*Problem*. In the passage below on software as a medical device, reproduce word for word everything from "1 Introduction" down to "enhanced clinical outcomes.".

Conclusion: The systematic literature review demonstrates the significant potential of software as a medical device (SaMD) and mobile health (mHealth) applications in revolutionizing chronic disease management through remote patient monitoring (RPM) and digital therapeutics (DTx). The evidence synthesized from multiple systematic reviews and clinical studies indicates that these technologies, exemplified by solutions like Healthentia, can effectively support patient monitoring and improve health outcomes while meeting crucial safety and performance requirements. The positive results observed across various chronic conditions underscore the transformative role of digital health interventions in modern healthcare delivery. However, further research is needed to address long-term efficacy, cost-effectiveness, and integration into existing healthcare systems. As the field rapidly evolves, continued evaluation and refinement of these technologies will be essential to fully realize their potential in enhancing patient care and health management strategies.
1 Introduction
1.1 Background
Software as a Medical Device (SaMD) and mobile health (mHealth) applications have revolutionized the healthcare landscape in the areas of remote patient monitoring (RPM) and digital therapeutics (DTx). These technological advancements offer a range of benefits, from improved patient engagement and real-time monitoring to personalized treatment plans and enhanced clinical outcomes.

*Source data*.
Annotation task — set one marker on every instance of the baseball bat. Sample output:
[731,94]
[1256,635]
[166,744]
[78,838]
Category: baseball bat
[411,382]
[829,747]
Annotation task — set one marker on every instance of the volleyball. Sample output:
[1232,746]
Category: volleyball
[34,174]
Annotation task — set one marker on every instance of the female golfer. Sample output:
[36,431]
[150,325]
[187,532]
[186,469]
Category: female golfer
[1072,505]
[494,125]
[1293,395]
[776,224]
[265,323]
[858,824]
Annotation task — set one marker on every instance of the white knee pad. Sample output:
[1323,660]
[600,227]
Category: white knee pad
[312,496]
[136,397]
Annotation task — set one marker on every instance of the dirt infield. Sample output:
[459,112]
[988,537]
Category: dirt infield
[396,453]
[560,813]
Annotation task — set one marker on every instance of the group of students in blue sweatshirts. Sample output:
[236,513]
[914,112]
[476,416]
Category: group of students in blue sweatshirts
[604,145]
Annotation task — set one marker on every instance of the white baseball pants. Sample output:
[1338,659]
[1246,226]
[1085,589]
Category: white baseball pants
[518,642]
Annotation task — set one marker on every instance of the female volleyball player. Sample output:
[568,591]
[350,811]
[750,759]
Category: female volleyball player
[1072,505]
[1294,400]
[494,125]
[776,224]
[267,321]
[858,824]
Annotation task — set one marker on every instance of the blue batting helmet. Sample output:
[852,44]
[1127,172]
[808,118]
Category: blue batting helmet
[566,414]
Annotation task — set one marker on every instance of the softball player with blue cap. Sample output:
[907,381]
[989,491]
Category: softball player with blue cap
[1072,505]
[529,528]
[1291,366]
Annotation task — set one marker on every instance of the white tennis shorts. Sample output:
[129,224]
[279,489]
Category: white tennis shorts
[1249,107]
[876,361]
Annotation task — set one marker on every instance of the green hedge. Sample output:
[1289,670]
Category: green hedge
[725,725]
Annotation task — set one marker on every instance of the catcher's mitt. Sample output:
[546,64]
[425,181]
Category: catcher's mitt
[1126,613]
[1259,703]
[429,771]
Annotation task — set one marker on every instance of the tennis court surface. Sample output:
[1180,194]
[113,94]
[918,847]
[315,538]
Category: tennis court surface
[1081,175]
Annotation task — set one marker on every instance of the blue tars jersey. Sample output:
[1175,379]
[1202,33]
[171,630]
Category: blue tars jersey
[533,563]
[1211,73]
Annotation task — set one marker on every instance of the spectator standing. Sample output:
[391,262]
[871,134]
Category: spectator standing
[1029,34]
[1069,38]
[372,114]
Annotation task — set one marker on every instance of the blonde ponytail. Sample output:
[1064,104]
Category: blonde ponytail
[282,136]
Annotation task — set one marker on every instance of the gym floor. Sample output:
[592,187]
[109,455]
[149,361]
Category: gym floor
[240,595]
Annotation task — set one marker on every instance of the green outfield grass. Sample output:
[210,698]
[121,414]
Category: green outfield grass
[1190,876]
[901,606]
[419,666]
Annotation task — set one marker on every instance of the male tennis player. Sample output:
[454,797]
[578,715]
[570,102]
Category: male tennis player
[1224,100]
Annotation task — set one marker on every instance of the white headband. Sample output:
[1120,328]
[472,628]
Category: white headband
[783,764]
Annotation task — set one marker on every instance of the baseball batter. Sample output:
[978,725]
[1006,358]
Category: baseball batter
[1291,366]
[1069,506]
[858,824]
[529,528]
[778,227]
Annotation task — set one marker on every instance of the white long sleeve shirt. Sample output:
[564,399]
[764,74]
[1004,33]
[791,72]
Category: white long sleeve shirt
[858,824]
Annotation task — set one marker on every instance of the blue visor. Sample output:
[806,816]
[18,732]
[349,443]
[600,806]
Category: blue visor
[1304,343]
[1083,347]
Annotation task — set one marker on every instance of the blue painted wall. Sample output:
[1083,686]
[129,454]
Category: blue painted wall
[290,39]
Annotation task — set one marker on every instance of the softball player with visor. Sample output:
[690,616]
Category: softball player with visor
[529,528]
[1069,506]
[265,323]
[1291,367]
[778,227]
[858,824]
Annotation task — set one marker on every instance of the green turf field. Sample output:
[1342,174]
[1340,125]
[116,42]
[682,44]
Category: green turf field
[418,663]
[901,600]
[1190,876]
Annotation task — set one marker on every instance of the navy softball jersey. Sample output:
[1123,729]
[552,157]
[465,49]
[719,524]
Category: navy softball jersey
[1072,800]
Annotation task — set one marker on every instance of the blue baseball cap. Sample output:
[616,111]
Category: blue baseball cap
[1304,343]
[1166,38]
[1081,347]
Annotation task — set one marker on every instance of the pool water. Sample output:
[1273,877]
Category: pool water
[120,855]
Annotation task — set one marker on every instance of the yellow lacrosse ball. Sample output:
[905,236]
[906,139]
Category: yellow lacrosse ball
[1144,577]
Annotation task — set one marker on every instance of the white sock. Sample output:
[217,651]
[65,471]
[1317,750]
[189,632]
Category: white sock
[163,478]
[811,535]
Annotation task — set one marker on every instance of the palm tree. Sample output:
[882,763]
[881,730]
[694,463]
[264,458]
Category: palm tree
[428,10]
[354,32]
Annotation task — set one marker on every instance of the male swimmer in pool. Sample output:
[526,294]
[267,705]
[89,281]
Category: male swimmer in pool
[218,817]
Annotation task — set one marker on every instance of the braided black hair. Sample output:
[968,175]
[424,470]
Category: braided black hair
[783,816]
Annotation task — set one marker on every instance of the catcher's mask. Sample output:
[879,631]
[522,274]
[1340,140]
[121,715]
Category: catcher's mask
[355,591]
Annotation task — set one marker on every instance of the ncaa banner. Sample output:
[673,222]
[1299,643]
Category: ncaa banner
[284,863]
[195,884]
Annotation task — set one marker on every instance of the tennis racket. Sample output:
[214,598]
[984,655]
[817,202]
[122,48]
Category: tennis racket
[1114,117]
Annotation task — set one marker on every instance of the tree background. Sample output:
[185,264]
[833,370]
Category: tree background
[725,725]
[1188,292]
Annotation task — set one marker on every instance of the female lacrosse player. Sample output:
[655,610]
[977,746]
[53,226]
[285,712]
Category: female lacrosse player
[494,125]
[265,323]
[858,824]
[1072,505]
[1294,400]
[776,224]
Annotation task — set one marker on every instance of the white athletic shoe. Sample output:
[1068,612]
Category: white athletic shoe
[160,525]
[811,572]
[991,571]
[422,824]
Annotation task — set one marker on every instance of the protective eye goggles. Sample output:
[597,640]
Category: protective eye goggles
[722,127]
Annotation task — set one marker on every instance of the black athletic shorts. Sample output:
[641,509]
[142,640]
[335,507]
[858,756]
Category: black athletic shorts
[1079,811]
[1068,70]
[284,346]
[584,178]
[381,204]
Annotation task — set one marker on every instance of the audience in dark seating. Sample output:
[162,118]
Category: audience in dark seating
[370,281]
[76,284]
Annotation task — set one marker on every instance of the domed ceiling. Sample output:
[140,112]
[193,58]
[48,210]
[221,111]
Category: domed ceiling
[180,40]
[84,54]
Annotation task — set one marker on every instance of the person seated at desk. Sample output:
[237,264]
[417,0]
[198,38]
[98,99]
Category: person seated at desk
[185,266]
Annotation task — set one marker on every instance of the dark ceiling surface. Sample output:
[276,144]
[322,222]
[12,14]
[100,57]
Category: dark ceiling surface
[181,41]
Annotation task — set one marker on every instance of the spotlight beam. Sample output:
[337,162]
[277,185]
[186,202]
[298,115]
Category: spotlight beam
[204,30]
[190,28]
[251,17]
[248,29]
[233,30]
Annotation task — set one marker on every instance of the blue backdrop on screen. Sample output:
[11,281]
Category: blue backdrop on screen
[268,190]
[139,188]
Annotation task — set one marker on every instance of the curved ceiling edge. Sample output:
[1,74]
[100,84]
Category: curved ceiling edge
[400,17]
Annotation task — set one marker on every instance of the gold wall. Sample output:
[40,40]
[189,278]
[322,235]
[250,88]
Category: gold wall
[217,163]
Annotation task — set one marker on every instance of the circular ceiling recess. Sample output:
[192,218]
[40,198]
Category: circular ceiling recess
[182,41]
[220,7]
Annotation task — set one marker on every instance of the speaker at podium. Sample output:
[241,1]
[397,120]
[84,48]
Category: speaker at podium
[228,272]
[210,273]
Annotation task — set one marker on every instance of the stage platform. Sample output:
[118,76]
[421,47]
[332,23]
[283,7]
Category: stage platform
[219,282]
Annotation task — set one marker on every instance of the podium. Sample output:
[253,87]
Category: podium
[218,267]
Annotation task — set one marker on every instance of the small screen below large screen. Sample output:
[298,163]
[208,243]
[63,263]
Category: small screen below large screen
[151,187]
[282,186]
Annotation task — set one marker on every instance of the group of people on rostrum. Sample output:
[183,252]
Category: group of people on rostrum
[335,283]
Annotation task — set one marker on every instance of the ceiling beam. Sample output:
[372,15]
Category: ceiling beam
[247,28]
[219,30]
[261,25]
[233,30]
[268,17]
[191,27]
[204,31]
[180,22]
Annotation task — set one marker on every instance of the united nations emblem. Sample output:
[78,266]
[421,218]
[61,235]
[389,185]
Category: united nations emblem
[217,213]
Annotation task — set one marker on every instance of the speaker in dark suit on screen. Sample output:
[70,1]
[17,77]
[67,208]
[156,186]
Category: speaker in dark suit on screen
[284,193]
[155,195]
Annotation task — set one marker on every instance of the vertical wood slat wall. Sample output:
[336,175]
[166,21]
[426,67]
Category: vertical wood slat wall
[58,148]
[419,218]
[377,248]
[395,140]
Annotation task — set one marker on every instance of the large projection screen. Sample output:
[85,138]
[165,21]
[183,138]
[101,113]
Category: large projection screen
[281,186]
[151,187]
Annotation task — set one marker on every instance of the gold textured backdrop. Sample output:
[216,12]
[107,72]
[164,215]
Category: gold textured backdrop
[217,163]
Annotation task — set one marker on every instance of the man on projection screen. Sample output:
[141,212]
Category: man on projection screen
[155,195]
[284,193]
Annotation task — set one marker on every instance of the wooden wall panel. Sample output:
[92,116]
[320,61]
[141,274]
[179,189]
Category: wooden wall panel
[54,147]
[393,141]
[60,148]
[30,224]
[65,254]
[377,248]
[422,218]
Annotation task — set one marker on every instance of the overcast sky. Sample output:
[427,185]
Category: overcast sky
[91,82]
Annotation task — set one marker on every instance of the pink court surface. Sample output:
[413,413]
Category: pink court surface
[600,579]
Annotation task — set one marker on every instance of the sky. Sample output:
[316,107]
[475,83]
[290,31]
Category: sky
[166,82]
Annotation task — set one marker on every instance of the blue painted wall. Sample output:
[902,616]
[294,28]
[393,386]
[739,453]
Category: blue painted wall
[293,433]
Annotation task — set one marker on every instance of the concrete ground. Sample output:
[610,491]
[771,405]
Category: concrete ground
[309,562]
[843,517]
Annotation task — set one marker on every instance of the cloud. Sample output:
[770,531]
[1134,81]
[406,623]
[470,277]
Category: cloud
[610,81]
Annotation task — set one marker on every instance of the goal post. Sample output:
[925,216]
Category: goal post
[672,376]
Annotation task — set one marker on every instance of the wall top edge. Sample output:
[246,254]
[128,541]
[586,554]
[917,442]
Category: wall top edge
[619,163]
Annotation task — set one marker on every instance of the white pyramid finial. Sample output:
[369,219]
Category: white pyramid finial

*Answer for this exercise*.
1 Introduction
1.1 Background
Software as a Medical Device (SaMD) and mobile health (mHealth) applications have revolutionized the healthcare landscape in the areas of remote patient monitoring (RPM) and digital therapeutics (DTx). These technological advancements offer a range of benefits, from improved patient engagement and real-time monitoring to personalized treatment plans and enhanced clinical outcomes.